* _EXCERPTED PASSAGE_:

====

Does Lord approve of your experimental analysis?

Image courtesy of en.wikipedia.org

Director's cut

I will leave Lord's judgment (1967) to the next section and get to the data. After running a randomized controlled trial (or experiment), modeling is the next natural step. Here is a list of some commonly used methods among many others: 

  1. Paired comparison tests
  2. Repeated measures ANOVA
  3. Analysis of covariance (ANCOVA)
  4. Regression using a differences in differences (diff-in-diff) setup, and
  5. Regression using diff-in-diff setup and with two-way fixed-effects (TWFE) added

What would be the differences in estimated effect size across these methods given there is time- and subject-level variation? We asked this question and used the methods listed above for comparison. The results are as follows:

 

Paired T-Test

Repeated Measures ANOVA

ANCOVA

Differences in Differences

Two Way Fixed Effects Diff in Diff

Average Treatment Effect

 -0.9019***

 -0.3786***

-0.3184*** 

 -0.3717***

 -0.3849***

*** p < 0.001, ** p < 0.01, * p < 0.05.

Directionally, all models show a negative and statistically significant average treatment effect. That's good. However, the coefficients are not the same and this has implications for our business decisions. So, we need to know: what is the correct effect size? The answer depends on the question and data, so it is probably a good idea to clarify them at this point.

This is a price elasticity test. Our goal is to measure the unit sales impact of a price increase on a single product: what is the expected change in sales after increasing the price? The price increase is around 15%. The data comes from about 400-500 retail stores (half test, half control) for a single product, and covers 90 days before and after the treatment.  

Model 1: Paired T-Test

This paired t-test compares only before and after unit sales for the test stores. The unit sales are averaged over time during the pre and post periods separately for each store i (so, this test is not really helping achieve our goal).

Even if the test stores perform better or worse overall after the treatment, the difference could be due to other exogenous factors (such as weather, change in the marketing spend, or something else). Without a control group, it is not possible to attribute the change in sales to the price increase. 

Model 2: Repeated Measures ANOVA

Repeated measures ANOVA allows the sales in the test and control stores to be compared before and after the treatment. 

$Y_{i,t} = \alpha + \beta_1Post_{i,t}* Test_{i} + \varepsilon$

$Y_{i,t}$ is the average unit sales of store i, pre and post the treatment. $Post_{i,t}$ is a dummy parameter equal to 1 if t is post treatment and 0 otherwise, and $Test_{i}$ is a dummy parameter equal to 1 for test stores and 0 for control stores.

In measuring experimental effects, controlling for covariates is an important step to achieve balance between test and control stores. Paired t-test and repeated measures ANOVA do not control for whether the unit sales in test and control stores are balanced before treatment. ANCOVA allows us to add control variables to the model.

====

* _SOURCE DATA_:
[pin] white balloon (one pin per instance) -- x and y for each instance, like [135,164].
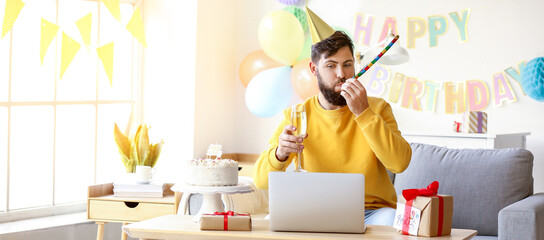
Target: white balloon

====

* _JOBS_:
A. From the article on experimental analysis, write out the stretch from "Director's cut" through "of covariance (ANCOVA)" word for word.
B. For each statement below, say whether the article on experimental analysis agrees with it, answering yes or no and quoting the words of the article that decide it: (i) the price increase being tested is around 15%; (ii) the paired t-test compares the unit sales of test stores with those of control stores; (iii) the data covers 30 days before and after the treatment.

* _OUTPUTS IN ORDER_:
A.
Director's cut

I will leave Lord's judgment (1967) to the next section and get to the data. After running a randomized controlled trial (or experiment), modeling is the next natural step. Here is a list of some commonly used methods among many others: 

  1. Paired comparison tests
  2. Repeated measures ANOVA
  3. Analysis of covariance (ANCOVA)

B.
(i) Yes: "The price increase is around 15%."
(ii) No: "This paired t-test compares only before and after unit sales for the test stores."
(iii) No: "covers 90 days before and after the treatment."